### Action item
The answer should be the lines from the one with "Return one point per instance of the short dark" through the final line of the entries, restated word for word.
┌──
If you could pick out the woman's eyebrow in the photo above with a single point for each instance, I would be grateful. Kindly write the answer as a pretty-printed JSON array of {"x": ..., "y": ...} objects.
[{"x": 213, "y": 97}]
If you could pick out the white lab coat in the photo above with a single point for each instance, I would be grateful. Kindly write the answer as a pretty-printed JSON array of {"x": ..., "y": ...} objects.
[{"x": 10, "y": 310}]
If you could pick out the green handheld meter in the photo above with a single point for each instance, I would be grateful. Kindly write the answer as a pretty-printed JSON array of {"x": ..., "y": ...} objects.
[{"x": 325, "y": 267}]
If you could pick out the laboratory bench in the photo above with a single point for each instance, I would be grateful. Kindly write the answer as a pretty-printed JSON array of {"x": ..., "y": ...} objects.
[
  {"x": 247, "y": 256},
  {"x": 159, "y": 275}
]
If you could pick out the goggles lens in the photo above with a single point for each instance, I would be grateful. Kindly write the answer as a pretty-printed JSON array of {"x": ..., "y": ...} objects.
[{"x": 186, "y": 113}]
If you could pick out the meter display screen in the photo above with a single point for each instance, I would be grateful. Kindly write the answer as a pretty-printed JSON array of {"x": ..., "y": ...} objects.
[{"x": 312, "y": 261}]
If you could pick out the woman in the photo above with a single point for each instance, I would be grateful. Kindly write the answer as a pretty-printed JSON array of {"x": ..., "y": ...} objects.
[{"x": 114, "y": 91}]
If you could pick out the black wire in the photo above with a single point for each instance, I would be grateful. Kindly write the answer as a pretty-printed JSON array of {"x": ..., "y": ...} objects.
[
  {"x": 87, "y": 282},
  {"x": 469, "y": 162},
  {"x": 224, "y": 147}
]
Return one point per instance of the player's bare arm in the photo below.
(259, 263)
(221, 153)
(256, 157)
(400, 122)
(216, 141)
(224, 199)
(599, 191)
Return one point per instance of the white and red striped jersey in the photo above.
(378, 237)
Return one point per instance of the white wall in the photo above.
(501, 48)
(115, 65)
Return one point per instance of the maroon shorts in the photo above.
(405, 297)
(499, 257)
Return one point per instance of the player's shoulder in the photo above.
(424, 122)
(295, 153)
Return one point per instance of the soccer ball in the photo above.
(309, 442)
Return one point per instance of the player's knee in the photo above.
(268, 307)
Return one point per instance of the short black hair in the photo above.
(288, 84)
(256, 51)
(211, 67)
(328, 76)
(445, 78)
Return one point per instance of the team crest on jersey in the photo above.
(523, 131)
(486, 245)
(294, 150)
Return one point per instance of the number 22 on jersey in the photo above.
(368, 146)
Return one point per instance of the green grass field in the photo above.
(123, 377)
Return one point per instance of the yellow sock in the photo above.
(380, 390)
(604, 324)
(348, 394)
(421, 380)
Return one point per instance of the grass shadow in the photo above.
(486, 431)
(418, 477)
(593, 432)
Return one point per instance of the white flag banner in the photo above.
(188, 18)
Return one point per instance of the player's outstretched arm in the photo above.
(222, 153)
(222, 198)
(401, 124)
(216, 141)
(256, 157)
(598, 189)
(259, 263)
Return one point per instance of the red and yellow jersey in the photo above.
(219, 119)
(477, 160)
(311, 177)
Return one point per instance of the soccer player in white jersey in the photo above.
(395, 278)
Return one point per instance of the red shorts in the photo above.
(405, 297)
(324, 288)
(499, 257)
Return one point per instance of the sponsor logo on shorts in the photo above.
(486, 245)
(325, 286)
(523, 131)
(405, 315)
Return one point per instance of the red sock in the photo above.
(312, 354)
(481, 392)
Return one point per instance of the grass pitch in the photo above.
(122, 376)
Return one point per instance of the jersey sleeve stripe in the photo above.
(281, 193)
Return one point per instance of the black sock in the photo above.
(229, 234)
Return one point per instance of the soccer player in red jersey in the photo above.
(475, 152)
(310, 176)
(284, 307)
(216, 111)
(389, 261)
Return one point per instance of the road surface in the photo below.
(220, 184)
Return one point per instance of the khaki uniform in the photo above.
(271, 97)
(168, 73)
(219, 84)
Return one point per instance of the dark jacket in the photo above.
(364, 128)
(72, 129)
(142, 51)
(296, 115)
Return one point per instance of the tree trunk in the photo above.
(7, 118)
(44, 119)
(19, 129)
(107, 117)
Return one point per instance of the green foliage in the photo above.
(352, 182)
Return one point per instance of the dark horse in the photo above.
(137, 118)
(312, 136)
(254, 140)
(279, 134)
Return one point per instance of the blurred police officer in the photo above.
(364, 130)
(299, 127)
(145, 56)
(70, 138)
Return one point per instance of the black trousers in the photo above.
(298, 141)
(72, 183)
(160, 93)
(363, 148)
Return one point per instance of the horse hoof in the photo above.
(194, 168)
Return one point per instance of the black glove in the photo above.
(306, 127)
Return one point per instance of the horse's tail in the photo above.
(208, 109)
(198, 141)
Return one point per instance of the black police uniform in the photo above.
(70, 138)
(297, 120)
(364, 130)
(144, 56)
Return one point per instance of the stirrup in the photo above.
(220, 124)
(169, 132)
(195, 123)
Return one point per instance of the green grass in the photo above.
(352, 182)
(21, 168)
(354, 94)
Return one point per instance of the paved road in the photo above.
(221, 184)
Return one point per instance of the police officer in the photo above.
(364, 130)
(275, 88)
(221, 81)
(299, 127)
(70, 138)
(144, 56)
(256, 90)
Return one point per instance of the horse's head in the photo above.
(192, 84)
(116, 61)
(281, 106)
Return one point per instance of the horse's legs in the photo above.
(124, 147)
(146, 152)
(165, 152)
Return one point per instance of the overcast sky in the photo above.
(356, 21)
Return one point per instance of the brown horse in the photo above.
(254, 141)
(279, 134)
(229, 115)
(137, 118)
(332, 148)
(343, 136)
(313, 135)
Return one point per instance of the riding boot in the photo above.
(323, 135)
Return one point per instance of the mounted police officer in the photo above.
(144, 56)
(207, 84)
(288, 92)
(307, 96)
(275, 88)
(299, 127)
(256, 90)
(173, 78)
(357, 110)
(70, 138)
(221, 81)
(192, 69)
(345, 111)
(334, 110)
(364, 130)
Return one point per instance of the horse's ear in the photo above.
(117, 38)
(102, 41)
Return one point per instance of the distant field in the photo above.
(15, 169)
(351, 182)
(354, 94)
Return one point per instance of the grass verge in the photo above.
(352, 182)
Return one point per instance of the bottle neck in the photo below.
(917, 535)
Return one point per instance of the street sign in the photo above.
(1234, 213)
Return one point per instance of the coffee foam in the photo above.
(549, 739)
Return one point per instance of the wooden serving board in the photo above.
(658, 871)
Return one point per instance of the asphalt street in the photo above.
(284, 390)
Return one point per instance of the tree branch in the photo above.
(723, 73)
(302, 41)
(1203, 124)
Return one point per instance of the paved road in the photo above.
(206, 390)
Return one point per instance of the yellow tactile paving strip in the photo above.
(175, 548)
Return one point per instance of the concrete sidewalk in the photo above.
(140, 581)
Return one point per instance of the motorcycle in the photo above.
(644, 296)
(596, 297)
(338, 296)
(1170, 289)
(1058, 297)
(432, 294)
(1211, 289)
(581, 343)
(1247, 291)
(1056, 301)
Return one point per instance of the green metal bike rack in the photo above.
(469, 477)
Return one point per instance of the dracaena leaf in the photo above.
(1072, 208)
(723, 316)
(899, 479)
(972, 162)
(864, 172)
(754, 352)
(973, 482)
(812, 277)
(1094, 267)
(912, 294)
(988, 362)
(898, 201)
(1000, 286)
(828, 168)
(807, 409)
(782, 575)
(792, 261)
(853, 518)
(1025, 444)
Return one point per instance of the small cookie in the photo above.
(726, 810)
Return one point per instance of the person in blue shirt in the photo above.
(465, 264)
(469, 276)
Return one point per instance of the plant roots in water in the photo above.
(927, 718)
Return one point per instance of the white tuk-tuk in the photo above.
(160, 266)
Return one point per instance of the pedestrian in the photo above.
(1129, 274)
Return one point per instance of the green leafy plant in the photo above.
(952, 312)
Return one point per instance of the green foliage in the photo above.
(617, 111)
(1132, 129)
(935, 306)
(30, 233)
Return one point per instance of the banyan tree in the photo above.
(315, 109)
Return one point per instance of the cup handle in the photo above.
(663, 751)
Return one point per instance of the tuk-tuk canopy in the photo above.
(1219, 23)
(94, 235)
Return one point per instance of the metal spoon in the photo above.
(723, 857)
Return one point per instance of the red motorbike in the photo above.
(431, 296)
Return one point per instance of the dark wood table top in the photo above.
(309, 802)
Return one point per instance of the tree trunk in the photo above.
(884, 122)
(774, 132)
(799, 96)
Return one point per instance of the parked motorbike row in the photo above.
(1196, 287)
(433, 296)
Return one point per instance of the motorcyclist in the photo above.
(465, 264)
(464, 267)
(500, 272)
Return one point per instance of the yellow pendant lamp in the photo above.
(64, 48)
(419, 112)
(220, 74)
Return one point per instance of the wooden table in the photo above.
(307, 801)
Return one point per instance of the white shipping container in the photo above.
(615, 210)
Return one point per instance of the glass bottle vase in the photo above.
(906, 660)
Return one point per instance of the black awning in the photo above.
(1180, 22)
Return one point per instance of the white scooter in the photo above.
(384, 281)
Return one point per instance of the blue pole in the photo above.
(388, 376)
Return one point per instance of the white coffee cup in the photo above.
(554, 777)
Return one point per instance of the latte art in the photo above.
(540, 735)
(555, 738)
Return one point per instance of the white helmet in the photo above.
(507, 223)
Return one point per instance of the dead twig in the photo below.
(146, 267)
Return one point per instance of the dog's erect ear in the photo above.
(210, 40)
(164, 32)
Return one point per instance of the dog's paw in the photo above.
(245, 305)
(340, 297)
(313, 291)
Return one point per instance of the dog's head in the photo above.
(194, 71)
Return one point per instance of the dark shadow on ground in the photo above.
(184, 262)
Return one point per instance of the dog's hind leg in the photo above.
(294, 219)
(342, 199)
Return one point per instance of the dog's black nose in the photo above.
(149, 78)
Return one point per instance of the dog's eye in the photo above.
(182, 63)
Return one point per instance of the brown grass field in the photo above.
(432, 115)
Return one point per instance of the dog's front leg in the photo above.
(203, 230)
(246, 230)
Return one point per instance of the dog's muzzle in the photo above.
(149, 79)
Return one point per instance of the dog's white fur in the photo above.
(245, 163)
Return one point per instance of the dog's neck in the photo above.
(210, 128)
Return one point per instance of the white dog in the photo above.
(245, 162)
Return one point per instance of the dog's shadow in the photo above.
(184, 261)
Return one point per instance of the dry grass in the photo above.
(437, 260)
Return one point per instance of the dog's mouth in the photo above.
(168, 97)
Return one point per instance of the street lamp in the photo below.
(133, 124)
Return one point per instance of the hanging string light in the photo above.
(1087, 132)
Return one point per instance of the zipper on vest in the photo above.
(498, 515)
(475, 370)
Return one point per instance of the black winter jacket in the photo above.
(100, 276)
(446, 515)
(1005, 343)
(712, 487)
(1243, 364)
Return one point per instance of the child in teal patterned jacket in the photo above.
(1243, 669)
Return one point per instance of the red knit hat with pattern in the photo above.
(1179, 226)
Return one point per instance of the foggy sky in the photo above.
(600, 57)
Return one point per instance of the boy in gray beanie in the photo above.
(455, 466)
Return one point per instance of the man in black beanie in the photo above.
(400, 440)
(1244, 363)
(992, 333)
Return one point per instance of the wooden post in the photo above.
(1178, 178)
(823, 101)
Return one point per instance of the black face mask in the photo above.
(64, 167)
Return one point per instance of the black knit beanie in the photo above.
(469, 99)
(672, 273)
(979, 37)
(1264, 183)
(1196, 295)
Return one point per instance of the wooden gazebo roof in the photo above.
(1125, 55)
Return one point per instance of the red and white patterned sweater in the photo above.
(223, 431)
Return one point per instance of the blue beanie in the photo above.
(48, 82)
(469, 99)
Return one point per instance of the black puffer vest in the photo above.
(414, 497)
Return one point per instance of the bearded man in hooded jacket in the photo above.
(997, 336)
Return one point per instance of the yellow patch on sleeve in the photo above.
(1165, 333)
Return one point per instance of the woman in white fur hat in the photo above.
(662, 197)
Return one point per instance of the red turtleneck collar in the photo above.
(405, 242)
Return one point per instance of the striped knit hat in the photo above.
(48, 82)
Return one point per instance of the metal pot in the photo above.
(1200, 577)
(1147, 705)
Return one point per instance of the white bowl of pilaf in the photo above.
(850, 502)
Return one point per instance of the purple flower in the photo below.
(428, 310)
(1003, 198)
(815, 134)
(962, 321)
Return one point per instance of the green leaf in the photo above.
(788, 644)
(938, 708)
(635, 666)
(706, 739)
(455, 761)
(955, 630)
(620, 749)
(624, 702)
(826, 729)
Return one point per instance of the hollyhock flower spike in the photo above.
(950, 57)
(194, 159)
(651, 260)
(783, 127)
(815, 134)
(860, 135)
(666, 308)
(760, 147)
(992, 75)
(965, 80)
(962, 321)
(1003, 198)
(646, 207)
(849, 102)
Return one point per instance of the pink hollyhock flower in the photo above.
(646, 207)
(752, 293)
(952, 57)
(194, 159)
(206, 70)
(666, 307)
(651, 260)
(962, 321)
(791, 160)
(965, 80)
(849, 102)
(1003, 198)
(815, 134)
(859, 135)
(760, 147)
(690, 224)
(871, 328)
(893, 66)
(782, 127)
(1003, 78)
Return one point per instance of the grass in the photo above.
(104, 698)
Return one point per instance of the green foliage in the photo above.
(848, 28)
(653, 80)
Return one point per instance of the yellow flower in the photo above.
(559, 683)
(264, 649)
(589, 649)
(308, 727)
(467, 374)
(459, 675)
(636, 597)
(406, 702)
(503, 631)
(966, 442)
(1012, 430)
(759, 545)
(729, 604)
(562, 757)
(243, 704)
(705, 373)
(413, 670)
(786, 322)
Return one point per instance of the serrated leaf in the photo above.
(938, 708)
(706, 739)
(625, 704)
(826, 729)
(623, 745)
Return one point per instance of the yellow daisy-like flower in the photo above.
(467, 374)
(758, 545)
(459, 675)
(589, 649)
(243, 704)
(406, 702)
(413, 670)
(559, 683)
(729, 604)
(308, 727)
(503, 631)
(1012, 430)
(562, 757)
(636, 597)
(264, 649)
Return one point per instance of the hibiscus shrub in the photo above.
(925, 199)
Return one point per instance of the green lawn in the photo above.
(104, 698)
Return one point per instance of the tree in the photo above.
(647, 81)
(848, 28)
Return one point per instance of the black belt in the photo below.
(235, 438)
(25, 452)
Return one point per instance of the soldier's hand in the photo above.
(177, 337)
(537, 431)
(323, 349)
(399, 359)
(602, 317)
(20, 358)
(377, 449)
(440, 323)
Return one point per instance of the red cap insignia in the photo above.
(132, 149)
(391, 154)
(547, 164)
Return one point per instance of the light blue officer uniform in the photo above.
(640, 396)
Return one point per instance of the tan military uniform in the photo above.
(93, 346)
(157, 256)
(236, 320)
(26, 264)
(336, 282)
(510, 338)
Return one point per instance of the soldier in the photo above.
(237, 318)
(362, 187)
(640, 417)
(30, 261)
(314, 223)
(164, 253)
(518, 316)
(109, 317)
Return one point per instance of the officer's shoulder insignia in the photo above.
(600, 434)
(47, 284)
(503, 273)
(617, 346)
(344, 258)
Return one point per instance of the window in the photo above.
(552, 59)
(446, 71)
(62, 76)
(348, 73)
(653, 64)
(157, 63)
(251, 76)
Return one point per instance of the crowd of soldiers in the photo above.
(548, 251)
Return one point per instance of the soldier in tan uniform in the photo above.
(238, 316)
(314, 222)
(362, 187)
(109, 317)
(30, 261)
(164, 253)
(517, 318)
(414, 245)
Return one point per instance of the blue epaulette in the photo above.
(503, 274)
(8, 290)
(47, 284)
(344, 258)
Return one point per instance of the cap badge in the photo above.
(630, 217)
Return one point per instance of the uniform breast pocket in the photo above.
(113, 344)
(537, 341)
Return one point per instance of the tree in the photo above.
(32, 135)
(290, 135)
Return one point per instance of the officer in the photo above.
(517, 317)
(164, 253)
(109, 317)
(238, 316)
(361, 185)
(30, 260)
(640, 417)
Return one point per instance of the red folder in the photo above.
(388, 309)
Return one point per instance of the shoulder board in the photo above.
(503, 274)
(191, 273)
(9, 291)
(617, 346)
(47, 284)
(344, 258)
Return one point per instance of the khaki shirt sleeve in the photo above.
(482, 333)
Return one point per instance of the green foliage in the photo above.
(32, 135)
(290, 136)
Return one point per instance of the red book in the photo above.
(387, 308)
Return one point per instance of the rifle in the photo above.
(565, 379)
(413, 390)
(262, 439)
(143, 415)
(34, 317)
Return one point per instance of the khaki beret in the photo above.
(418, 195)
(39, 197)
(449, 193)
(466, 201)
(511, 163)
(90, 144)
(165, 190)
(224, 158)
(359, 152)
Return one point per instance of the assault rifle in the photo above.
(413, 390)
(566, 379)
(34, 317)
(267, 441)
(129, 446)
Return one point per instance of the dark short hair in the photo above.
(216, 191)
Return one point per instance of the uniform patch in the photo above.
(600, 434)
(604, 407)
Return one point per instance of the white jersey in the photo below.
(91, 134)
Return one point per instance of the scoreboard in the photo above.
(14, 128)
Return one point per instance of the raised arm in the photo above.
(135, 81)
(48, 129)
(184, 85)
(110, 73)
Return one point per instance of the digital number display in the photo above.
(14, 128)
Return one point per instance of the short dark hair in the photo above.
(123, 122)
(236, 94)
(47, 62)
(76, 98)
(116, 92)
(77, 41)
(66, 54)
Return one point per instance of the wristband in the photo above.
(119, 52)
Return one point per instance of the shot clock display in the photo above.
└──
### Answer for the task
Return one point per instance of the short dark hair in the photo above.
(123, 122)
(236, 94)
(47, 62)
(76, 98)
(116, 92)
(77, 41)
(66, 54)
Return one point per instance of the wristband in the photo above.
(119, 52)
Return one point per instance of the shot clock display in the photo above.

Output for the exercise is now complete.